WHAT YOU WILL DO ▸
Go through the records and extract every line with the word "black".

Segment Start: SUPPLIED RECORDS

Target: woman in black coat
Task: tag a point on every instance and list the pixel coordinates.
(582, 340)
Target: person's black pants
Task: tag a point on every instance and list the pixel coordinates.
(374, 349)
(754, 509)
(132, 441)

Segment End: SUPPLIED RECORDS

SOLUTION TO THIS PROBLEM ▸
Target: woman in black coat
Target: person's black pants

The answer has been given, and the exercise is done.